→ PETUNJUK DAN KETENTUAN:
Jawablah pertanyaan berikut sesuai teks tentang RUU Masyarakat Hukum Adat di bawah ini.
1. Sejak tahun berapa penyusunan RUU Masyarakat Hukum Adat dimulai?
2. Siapa penyelenggara Diskusi Publik pada Senin (17/3/2025)?
3. Dari mana penolakan eksternal terhadap RUU tersebut berasal?

TarunaKota.com, Jakarta – Memasuki era Anthropocene, pemerintah terus berupaya menyelamatkan ekosistem alam demi keberlangsungan hidup manusia. Salah satu langkah strategis yang diambil adalah memperkuat komitmen dalam melindungi hak-hak masyarakat hukum adat di Indonesia. Langkah ini bertujuan untuk memastikan keberadaan serta budaya masyarakat hukum adat tetap terlindungi dari ancaman penggusuran dan eksploitasi sumber daya alam.
RUU Masyarakat Hukum Adat dalam Prolegnas 2025
Anggota Dewan Perwakilan Daerah Republik Indonesia (DPD RI), Agustin Teras Narang, mengungkapkan bahwa Rancangan Undang-Undang (RUU) Masyarakat Hukum Adat terus digodok oleh pemerintah. RUU ini telah masuk dalam daftar Program Legislasi Nasional (Prolegnas) Prioritas 2025. Proses penyusunan RUU ini sebenarnya sudah dimulai sejak 2008, namun hingga kini masih menghadapi berbagai tantangan.
“Tugas ini berat karena RUU yang terkait dengan masyarakat hukum adat menghadapi banyak penolakan, baik secara internal maupun eksternal,” ujar Teras dalam Diskusi Publik yang diadakan oleh Indonesia Ocean Justice Initiative (IOJI) pada Senin (17/3/2025).
Teras menjelaskan bahwa penolakan eksternal berasal dari negara-negara yang masih bergantung pada sumber daya alam Indonesia. Namun, sesuai dengan mandat UUD 1945, masyarakat hukum adat harus memiliki undang-undang yang mampu melindungi mereka beserta sumber daya alam di sekitarnya.

→ MATERI YANG DITAMPILKAN:

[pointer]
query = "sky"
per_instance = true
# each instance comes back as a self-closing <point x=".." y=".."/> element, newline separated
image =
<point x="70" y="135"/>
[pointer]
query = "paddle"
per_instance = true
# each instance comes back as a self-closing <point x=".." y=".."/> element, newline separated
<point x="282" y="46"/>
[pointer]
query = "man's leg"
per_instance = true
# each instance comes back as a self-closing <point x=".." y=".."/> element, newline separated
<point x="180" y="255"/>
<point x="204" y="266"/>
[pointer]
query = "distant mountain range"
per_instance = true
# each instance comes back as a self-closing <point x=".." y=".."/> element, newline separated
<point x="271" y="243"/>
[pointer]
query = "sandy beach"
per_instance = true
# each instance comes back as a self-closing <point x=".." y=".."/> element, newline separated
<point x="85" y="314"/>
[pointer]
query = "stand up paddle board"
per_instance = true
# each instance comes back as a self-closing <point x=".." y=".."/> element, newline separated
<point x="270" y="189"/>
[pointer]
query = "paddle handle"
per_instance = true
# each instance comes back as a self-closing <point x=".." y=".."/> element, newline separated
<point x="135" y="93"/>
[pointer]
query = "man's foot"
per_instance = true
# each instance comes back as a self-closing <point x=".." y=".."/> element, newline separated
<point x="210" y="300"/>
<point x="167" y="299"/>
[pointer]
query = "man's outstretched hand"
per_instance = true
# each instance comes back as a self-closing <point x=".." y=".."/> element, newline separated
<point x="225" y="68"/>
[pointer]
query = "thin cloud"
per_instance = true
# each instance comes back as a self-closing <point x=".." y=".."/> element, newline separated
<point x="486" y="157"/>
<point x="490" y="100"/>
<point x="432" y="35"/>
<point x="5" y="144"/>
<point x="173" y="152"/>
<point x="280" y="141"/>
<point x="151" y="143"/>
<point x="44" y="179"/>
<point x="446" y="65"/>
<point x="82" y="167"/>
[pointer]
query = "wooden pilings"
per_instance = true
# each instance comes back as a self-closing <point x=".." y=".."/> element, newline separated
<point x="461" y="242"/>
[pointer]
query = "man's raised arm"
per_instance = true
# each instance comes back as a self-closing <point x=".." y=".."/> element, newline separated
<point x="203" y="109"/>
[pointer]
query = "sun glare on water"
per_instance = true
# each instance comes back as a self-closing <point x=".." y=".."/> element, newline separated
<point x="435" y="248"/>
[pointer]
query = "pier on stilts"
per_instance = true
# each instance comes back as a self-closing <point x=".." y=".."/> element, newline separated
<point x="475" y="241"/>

→ HASIL TUGAS:
1. Sejak 2008.
2. Indonesia Ocean Justice Initiative (IOJI).
3. Dari negara-negara yang masih bergantung pada sumber daya alam Indonesia.